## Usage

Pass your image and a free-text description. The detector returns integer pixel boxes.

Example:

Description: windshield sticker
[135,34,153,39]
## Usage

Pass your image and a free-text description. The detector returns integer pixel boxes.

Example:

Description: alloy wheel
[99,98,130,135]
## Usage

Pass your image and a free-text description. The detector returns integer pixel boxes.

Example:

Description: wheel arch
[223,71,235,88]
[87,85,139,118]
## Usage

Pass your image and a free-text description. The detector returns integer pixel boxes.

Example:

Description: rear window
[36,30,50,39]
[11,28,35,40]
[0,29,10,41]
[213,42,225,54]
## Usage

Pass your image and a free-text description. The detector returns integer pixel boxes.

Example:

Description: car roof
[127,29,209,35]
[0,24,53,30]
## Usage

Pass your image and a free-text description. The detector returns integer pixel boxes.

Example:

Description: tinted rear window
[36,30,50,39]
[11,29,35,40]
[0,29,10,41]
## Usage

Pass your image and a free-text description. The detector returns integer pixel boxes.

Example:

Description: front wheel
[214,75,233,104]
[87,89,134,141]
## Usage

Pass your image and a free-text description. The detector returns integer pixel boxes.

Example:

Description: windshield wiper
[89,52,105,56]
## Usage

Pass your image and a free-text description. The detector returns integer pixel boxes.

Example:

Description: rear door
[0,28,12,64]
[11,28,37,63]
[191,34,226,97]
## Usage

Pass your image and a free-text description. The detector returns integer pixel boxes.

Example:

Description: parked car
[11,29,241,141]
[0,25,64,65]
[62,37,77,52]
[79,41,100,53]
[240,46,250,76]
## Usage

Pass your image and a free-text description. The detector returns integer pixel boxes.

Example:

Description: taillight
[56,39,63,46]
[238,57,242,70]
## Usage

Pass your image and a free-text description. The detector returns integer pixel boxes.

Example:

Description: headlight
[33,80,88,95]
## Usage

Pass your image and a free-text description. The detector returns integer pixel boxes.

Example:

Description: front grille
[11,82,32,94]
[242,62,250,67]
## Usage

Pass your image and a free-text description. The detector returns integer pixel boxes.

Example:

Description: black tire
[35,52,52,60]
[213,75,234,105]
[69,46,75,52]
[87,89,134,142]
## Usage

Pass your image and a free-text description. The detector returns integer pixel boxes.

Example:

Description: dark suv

******************************

## GIVEN REQUEST:
How many lines in the data above contain the word "rear"? Reply with the number alone.

## THE RESULT:
3